■ **WHAT THE EXERCISE ASKS**
Your task is to repeat the entries underneath exactly, minus the pictures.

■ **RECORDS SUPPLIED**
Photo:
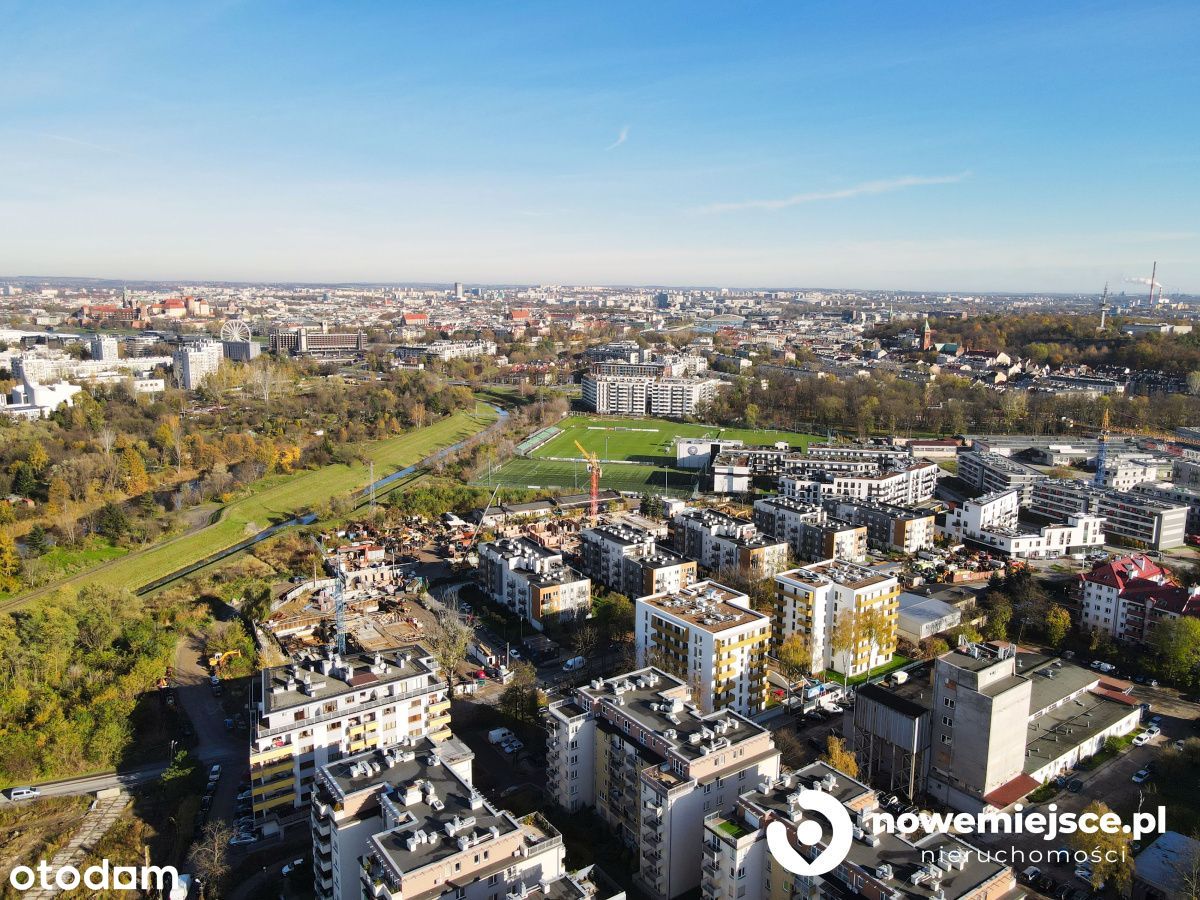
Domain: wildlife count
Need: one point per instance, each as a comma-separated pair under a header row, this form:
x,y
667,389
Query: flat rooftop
x,y
706,605
850,575
660,703
324,676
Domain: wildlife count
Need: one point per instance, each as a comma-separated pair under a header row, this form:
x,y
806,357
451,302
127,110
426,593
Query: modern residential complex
x,y
819,600
533,581
654,765
709,636
318,709
718,540
1132,517
628,559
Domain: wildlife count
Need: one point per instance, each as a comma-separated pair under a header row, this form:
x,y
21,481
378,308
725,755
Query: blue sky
x,y
930,147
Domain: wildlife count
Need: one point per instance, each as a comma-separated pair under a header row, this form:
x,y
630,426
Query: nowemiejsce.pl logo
x,y
102,876
1049,825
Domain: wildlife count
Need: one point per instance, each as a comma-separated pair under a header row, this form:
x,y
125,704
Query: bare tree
x,y
449,640
209,856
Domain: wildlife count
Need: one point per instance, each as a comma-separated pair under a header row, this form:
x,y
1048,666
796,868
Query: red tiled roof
x,y
1120,573
1009,793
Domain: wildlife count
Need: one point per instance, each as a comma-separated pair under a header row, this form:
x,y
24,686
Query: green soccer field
x,y
574,477
648,441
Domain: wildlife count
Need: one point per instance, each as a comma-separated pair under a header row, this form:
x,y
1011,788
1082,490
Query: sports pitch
x,y
641,453
646,441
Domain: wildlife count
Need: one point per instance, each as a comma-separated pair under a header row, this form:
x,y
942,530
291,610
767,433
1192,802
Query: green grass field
x,y
281,497
574,477
649,441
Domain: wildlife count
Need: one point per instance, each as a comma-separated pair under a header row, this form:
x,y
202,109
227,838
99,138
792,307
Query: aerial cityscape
x,y
628,453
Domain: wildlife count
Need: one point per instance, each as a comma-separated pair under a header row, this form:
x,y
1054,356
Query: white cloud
x,y
865,189
621,138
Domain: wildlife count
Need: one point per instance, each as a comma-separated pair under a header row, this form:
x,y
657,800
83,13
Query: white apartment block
x,y
407,823
628,559
717,540
316,711
738,863
1127,598
103,348
989,473
654,765
533,581
709,636
667,396
815,599
1128,516
809,531
991,521
195,361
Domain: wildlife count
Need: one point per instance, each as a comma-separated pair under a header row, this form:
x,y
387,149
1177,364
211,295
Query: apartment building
x,y
737,862
316,341
654,765
708,635
103,348
445,351
1132,516
628,559
889,528
533,581
1126,598
718,540
316,711
635,395
809,531
407,822
989,473
815,599
991,522
195,361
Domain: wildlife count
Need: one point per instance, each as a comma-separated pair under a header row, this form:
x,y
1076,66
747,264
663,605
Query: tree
x,y
796,655
10,562
844,640
209,856
449,640
1110,852
24,481
35,541
999,616
1176,643
522,700
839,757
1056,625
37,457
133,473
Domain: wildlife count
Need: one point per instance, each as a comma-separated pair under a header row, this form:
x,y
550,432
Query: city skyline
x,y
1006,150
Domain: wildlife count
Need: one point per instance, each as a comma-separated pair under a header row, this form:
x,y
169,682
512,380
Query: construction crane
x,y
339,599
594,471
1102,451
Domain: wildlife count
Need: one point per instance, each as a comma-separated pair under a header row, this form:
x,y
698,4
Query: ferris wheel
x,y
235,330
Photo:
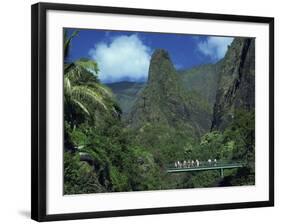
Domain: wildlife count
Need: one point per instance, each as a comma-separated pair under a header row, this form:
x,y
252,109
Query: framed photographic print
x,y
139,111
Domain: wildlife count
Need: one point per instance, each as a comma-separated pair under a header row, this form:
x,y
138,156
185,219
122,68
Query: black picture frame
x,y
39,108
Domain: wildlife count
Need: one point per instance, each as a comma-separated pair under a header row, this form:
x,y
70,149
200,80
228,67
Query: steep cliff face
x,y
236,86
202,79
165,101
125,94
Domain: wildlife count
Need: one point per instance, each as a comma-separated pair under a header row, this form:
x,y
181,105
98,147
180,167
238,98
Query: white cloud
x,y
214,47
124,58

■ **EXERCISE RESULT**
Photo:
Domain: wildlife count
Need: one point per instance, each as a comma-separated pair under a header row, this form:
x,y
667,389
Query: flat rooftop
x,y
706,605
850,575
660,703
324,676
Domain: wildlife count
Need: one point per instance, each as a comma-separated pair under a header row, this form:
x,y
806,357
451,302
127,110
426,593
Query: modern residential complex
x,y
819,600
533,581
654,765
709,636
318,709
718,540
1132,517
628,559
Domain: wildlife count
Need: one point per instance, each as a comma-separated pair under a header row, this form:
x,y
21,481
378,308
725,755
Query: blue sky
x,y
930,147
Domain: wildlife count
Need: one point per instance, each as a comma-separated pair under a header row, this form:
x,y
630,426
Query: nowemiejsce.pl logo
x,y
102,876
1049,825
Domain: wildlife count
Need: one point per instance, each as a comma-separated pair under a header row, this form:
x,y
125,704
Query: bare tree
x,y
449,640
209,856
Domain: wildlife count
Need: one point per instance, each as a comma-separated pair under a header row, this form:
x,y
1048,666
796,868
Query: red tiled roof
x,y
1120,573
1009,793
Domain: wildlife count
Need: one point per instance, each as a comma-separated pair under a header row, this form:
x,y
24,686
Query: green soccer field
x,y
574,477
648,441
Domain: wildlife count
Need: one point per instance, each as a comma-separated pair under a header row, this form:
x,y
1011,788
1082,490
Query: sports pitch
x,y
641,453
646,441
Domain: wildlife count
Need: one point per instance, each as a comma-separated pair under a header row, this form:
x,y
942,530
291,610
767,433
1192,802
Query: green grass field
x,y
281,497
574,477
649,441
Domain: wildlife count
Need: one point per instance, each as a comma-separated pair under a header row, this form:
x,y
202,109
227,838
99,138
792,307
Query: aerial cityscape
x,y
628,453
Domain: wildlife count
Need: one point per instance, each as a comma-separated pair under a header row, this form:
x,y
1054,356
Query: white cloud
x,y
865,189
621,138
Domain: wildlife count
Need: one point per instance, each as a comma-separated pair under a header row, this form:
x,y
657,800
83,13
Query: white apartment block
x,y
407,823
628,559
717,540
316,711
738,863
1127,598
103,348
989,473
654,765
533,581
709,636
667,396
815,599
1128,516
809,531
991,521
195,361
Domain: wildlife count
Need: one point per instance, each as a comma-separated pair under a header row, this form:
x,y
387,149
1177,364
211,295
Query: apartment building
x,y
737,862
316,341
654,765
708,635
103,348
445,351
1132,516
628,559
889,528
533,581
1126,598
718,540
316,711
635,395
809,531
407,822
989,473
815,599
991,522
195,361
Domain: wildlife count
Need: one point per instance, each as a comma-separated pair under a header row, this form:
x,y
1076,66
747,264
663,605
Query: tree
x,y
796,655
10,562
844,640
209,856
449,640
1110,852
24,481
35,541
999,616
1176,643
522,700
839,757
1056,625
37,457
133,473
Domain: wildlife count
Need: one point per instance, each as a comma-separated pair under a header row, this form:
x,y
550,432
Query: city skyline
x,y
1006,150
Domain: wildlife count
Need: one point per instance, each as a comma-separated pair under a header row, this form:
x,y
169,682
512,380
Query: construction crane
x,y
339,599
594,471
1102,451
Domain: wildlife count
Need: one point per instance, each as a comma-separated pair under a header row, this form:
x,y
698,4
Query: ferris wheel
x,y
235,330
Photo:
Domain: wildlife count
Need: one point per instance, each as a comma-separated pair under a header row, this form:
x,y
252,109
Query: framed photographic print
x,y
139,111
Domain: wildlife count
Need: one point per instance, each as a comma-separated pair under a header row, this form:
x,y
138,156
185,219
122,68
Query: black picture frame
x,y
39,108
Domain: wildlife count
Need: one point per instance, each as a comma-separated pair under a header row, this form:
x,y
70,149
200,80
228,67
Query: steep cliff face
x,y
236,86
202,79
165,101
125,94
Domain: wildlife count
Need: one point per instance, each as a comma-separated pair under a header row, this form:
x,y
181,105
98,147
180,167
238,98
Query: white cloud
x,y
214,47
124,58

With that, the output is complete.